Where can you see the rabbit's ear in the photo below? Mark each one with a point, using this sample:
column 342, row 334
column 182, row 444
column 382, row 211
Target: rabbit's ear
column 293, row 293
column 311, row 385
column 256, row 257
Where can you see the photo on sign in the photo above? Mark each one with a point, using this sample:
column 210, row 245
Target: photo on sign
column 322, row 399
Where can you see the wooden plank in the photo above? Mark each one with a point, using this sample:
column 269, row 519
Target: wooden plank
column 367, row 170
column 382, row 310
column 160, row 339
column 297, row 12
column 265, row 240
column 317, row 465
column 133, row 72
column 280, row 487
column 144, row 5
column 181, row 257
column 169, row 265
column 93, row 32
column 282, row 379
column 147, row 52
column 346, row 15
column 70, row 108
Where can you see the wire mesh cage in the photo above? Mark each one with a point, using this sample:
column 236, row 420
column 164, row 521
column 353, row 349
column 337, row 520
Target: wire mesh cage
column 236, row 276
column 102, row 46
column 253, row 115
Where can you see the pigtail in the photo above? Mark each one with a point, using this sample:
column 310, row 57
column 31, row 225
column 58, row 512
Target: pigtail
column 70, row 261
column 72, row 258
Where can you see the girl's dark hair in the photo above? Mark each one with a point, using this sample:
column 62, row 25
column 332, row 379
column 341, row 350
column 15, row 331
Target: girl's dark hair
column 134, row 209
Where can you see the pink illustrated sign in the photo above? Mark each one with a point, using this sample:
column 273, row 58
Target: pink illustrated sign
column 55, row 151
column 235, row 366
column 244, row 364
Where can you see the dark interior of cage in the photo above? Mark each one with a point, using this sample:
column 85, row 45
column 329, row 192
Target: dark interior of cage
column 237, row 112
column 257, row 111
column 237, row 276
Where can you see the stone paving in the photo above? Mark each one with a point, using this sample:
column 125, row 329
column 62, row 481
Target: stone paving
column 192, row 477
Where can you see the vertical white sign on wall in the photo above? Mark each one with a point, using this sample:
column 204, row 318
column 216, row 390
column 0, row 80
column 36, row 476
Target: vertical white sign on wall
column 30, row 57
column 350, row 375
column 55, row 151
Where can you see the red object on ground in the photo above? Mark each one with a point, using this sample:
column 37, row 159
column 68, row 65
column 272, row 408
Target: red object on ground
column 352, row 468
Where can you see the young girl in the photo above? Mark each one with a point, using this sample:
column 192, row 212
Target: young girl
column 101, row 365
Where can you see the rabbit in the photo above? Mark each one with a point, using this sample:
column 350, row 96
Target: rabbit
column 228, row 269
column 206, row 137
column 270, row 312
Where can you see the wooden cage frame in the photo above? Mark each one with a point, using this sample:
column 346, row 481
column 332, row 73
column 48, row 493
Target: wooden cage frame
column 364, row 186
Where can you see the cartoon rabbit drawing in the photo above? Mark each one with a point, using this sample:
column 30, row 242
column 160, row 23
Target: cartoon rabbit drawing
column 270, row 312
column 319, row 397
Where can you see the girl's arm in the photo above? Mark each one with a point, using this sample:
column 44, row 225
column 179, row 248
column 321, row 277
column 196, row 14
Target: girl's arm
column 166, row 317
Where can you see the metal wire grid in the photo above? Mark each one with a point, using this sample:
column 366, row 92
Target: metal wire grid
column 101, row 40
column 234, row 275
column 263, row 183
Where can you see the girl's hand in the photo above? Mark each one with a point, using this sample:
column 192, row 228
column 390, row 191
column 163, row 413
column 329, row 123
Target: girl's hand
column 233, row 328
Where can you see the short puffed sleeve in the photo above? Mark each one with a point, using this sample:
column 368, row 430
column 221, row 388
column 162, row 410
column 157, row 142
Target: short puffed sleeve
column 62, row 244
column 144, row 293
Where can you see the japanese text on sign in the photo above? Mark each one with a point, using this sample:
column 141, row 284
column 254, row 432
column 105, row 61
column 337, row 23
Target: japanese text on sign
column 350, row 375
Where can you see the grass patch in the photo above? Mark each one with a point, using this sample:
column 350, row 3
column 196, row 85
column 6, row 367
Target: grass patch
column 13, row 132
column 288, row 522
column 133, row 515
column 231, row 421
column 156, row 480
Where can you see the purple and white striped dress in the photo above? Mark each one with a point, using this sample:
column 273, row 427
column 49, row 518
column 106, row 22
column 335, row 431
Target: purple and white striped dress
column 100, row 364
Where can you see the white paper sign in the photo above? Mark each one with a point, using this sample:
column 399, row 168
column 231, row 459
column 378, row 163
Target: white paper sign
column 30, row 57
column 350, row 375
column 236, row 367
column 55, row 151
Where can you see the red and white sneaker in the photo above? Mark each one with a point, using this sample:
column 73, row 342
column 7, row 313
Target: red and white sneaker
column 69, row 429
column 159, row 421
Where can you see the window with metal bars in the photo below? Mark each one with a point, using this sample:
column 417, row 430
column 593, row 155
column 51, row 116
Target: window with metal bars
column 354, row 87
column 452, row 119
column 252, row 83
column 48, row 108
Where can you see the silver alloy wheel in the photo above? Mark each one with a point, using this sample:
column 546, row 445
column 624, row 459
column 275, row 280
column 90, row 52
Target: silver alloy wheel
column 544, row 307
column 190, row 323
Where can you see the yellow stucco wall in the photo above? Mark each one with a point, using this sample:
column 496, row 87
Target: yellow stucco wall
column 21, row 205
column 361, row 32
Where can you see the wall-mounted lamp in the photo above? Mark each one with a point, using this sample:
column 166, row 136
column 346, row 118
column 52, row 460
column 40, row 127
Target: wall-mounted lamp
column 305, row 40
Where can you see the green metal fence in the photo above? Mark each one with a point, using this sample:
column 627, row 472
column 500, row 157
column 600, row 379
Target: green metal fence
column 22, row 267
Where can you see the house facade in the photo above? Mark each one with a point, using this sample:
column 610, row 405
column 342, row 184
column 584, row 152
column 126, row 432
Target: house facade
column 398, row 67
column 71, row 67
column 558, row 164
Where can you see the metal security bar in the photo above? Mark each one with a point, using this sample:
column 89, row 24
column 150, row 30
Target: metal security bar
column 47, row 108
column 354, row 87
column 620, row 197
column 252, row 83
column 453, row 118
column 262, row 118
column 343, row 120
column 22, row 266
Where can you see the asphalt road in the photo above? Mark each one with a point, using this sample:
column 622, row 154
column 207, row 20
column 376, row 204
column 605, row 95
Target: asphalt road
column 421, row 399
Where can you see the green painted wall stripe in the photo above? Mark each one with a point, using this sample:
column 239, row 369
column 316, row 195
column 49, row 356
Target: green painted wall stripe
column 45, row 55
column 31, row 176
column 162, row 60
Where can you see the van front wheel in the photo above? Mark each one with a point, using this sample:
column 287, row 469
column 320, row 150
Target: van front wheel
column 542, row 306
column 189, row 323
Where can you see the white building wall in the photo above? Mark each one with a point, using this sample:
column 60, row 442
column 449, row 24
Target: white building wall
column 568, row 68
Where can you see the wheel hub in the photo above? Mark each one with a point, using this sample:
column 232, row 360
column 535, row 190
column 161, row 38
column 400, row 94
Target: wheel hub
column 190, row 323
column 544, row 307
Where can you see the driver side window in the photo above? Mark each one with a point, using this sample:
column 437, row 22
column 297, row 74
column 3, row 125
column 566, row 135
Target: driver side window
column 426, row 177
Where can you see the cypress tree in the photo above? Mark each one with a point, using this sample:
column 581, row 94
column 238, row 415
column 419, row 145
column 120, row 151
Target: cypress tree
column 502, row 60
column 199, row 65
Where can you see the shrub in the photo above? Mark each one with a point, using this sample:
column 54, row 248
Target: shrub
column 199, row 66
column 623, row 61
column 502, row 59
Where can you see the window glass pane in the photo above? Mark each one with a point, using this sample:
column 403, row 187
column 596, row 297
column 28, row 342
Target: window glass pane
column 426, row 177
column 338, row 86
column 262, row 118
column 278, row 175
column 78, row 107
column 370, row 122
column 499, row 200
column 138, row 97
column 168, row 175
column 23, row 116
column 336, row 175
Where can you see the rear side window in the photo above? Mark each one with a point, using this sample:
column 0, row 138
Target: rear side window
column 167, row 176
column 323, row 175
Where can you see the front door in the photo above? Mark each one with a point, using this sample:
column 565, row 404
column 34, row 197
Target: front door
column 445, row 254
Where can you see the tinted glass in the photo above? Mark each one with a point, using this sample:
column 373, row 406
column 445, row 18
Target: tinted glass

> **Task prompt**
Update everything from the line containing "Where can you see the metal wire" down to the line containing "column 263, row 183" by putting "steel mesh panel" wherever "metal wire grid" appears, leaving the rest as it is. Return only those lines.

> **Reply**
Where can you see the steel mesh panel in the photo above? Mark each one with a point, using this sample:
column 366, row 92
Target: steel mesh panel
column 101, row 40
column 234, row 275
column 263, row 183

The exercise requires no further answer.